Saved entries
* * *

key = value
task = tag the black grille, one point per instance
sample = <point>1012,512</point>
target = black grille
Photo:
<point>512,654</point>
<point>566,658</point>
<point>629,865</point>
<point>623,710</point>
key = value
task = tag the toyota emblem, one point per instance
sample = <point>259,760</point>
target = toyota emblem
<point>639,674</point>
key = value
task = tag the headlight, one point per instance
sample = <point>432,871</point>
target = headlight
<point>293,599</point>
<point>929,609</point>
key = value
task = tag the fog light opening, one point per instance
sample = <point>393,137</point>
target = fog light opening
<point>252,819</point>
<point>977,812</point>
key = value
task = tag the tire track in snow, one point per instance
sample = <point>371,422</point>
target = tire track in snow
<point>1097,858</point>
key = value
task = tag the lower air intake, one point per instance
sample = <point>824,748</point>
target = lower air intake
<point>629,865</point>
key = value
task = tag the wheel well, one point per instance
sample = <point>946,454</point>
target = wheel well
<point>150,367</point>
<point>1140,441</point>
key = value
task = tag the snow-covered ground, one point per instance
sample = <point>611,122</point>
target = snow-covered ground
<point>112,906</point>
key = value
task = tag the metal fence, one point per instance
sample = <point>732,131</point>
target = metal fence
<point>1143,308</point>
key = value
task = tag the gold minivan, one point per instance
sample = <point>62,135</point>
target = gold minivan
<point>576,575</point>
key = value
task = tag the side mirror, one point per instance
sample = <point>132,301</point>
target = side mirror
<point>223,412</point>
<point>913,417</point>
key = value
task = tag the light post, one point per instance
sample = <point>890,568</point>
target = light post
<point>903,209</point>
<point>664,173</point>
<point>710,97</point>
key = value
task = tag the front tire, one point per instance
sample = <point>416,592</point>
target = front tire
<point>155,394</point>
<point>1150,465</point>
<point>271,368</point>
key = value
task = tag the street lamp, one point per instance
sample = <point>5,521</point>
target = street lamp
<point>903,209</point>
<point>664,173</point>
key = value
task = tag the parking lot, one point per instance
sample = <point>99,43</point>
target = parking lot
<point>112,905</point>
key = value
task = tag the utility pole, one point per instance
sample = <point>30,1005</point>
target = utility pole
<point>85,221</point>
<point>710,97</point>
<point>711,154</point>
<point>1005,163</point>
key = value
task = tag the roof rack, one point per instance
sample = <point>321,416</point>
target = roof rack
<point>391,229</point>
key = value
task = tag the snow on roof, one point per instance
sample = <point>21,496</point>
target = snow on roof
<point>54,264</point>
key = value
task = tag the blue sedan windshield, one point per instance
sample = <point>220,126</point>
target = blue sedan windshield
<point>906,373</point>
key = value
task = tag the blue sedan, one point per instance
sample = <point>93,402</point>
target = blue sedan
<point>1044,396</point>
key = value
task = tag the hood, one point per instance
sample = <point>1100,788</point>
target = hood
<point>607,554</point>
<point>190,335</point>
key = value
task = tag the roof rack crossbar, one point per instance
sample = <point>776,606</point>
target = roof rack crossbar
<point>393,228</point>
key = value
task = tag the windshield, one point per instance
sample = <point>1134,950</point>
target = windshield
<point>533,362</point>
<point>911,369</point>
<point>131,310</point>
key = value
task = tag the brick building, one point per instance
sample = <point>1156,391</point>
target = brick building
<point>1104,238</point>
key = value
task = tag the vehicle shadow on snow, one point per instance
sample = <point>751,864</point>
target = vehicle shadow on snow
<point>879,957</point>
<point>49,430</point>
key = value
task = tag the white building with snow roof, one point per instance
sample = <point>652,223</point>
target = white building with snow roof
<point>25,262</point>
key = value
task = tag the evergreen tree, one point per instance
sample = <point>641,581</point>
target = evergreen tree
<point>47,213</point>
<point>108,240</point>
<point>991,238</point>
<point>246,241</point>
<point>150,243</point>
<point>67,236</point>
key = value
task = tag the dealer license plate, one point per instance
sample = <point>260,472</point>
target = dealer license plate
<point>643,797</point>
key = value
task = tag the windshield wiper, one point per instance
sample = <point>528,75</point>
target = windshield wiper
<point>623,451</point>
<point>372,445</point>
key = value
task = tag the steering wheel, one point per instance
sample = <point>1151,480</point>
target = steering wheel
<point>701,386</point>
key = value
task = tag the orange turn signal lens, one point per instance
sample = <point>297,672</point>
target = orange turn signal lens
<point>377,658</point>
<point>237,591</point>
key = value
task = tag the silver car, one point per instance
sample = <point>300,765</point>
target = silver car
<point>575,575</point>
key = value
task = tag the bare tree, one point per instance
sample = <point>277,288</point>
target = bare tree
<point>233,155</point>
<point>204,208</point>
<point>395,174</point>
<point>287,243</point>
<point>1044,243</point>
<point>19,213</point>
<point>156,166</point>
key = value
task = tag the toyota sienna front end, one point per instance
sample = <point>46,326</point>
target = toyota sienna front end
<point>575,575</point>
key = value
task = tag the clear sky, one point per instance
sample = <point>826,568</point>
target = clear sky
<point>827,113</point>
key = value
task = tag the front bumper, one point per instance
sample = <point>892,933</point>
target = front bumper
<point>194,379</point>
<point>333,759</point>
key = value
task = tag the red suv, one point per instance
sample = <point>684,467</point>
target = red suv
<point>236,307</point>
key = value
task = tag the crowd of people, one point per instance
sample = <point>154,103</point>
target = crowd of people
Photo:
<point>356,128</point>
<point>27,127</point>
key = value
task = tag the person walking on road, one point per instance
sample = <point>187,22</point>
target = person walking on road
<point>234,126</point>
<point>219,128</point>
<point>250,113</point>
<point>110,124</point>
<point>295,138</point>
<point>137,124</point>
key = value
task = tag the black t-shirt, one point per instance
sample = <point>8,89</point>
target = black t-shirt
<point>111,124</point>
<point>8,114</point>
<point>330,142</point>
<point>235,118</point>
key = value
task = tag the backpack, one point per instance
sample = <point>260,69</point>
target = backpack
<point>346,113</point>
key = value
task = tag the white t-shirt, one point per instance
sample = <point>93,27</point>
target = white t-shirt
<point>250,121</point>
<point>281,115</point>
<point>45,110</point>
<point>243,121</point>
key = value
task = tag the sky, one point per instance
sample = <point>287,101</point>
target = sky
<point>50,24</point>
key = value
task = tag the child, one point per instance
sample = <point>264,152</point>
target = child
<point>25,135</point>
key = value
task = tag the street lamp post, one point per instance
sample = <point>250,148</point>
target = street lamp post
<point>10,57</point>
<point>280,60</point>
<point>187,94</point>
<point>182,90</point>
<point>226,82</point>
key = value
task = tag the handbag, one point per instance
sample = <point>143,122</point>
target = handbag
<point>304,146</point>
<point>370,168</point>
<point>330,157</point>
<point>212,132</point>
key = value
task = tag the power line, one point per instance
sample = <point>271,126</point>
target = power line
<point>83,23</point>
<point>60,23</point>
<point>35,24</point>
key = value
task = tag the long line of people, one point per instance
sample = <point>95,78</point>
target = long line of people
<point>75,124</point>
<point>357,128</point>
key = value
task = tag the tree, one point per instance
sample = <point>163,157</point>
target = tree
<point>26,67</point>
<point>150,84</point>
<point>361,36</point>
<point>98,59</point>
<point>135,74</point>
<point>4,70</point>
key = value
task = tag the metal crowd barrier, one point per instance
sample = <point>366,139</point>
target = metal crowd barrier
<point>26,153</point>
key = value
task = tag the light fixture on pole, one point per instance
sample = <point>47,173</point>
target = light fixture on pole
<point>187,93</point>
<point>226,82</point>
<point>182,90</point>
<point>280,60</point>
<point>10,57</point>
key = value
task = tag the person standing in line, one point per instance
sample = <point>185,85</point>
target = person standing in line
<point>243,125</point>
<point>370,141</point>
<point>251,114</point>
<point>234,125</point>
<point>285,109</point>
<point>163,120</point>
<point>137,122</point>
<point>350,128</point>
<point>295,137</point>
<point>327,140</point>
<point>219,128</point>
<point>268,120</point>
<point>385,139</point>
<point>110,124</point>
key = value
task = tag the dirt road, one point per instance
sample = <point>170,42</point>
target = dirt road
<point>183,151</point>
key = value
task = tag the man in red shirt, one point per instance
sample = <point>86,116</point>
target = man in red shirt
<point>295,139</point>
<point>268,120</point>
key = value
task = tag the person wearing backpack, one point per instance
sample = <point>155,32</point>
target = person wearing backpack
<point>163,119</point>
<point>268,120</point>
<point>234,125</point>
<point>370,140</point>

* * *

About this task >> For this exercise, output exactly the lines above from the line with "sample = <point>732,131</point>" to the line with "sample = <point>132,301</point>", counting both, and leave out the rest.

Reply to the exercise >>
sample = <point>732,131</point>
target = metal fence
<point>1143,308</point>
key = value
task = tag the gold minivan, one point per instance
sample = <point>62,135</point>
target = gold minivan
<point>576,575</point>
key = value
task = tag the side mirror, one point per instance
sample = <point>132,301</point>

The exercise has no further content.